• [Assignment]
Using the entries below, quote exactly the span of lines that begins with the line containing "where the palm" and ends with the final line.

• [Input]
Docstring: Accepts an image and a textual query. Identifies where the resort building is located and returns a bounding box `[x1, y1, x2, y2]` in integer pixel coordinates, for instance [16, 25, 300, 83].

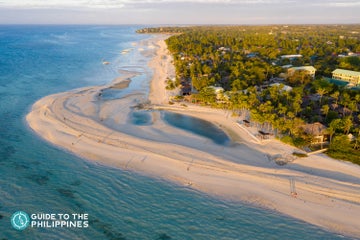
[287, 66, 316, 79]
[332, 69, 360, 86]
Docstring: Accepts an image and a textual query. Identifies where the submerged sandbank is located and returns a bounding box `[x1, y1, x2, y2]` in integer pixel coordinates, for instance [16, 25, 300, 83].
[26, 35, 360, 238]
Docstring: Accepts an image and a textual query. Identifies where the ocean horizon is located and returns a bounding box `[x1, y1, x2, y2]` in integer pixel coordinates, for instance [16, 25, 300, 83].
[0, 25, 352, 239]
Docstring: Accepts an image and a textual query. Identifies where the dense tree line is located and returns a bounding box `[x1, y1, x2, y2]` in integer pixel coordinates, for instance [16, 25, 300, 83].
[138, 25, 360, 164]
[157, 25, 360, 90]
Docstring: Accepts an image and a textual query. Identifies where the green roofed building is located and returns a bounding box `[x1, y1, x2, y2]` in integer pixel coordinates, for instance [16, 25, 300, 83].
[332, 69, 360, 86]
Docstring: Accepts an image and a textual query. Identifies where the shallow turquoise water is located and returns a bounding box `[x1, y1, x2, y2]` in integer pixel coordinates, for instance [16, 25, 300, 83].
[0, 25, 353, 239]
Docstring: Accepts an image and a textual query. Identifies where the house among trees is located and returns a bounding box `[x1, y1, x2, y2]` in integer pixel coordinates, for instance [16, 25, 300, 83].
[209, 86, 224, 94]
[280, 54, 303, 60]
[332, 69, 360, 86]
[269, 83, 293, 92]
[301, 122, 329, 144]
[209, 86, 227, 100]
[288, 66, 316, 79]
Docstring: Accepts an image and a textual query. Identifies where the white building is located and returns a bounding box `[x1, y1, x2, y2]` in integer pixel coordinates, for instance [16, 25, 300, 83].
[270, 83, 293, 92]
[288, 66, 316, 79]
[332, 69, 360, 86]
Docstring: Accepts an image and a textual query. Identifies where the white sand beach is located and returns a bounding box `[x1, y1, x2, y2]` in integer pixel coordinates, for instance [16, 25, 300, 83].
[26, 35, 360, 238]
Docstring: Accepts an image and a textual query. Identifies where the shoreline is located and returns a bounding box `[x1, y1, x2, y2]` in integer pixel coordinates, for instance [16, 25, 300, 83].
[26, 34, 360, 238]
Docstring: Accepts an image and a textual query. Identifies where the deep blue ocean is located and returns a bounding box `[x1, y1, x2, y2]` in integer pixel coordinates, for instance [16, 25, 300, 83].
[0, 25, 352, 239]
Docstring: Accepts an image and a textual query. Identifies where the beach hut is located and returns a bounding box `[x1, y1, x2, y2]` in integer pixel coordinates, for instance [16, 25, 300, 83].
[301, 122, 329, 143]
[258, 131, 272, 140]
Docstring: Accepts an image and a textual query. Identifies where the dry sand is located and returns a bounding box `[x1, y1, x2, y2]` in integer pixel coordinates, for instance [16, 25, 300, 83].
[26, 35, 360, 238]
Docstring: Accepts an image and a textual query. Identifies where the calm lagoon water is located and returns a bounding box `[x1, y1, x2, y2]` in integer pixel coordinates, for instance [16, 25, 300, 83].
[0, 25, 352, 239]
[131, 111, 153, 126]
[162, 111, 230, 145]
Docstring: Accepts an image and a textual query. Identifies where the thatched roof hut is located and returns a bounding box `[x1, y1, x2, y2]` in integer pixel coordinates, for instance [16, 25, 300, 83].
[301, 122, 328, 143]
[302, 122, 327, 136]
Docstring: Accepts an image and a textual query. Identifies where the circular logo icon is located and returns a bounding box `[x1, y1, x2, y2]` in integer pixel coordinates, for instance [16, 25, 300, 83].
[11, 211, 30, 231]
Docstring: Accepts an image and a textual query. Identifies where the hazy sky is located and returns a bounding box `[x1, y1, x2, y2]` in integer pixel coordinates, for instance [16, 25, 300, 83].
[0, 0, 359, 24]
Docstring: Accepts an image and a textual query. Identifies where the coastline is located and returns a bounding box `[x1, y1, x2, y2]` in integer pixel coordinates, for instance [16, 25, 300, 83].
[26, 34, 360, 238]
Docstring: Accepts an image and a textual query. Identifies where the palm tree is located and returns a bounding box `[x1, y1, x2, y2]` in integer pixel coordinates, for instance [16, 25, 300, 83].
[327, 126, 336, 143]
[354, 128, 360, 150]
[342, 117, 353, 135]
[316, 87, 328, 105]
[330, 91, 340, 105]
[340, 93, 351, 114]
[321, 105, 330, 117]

• [Result below]
Docstring: Accepts an image and a textual query. Identifies where the palm tree is located and returns a bounding box `[x1, y1, x2, y2]` in integer pixel coordinates, for instance [16, 25, 300, 83].
[327, 126, 336, 143]
[354, 128, 360, 150]
[342, 117, 353, 135]
[316, 87, 328, 105]
[330, 91, 340, 105]
[340, 93, 351, 114]
[321, 105, 330, 117]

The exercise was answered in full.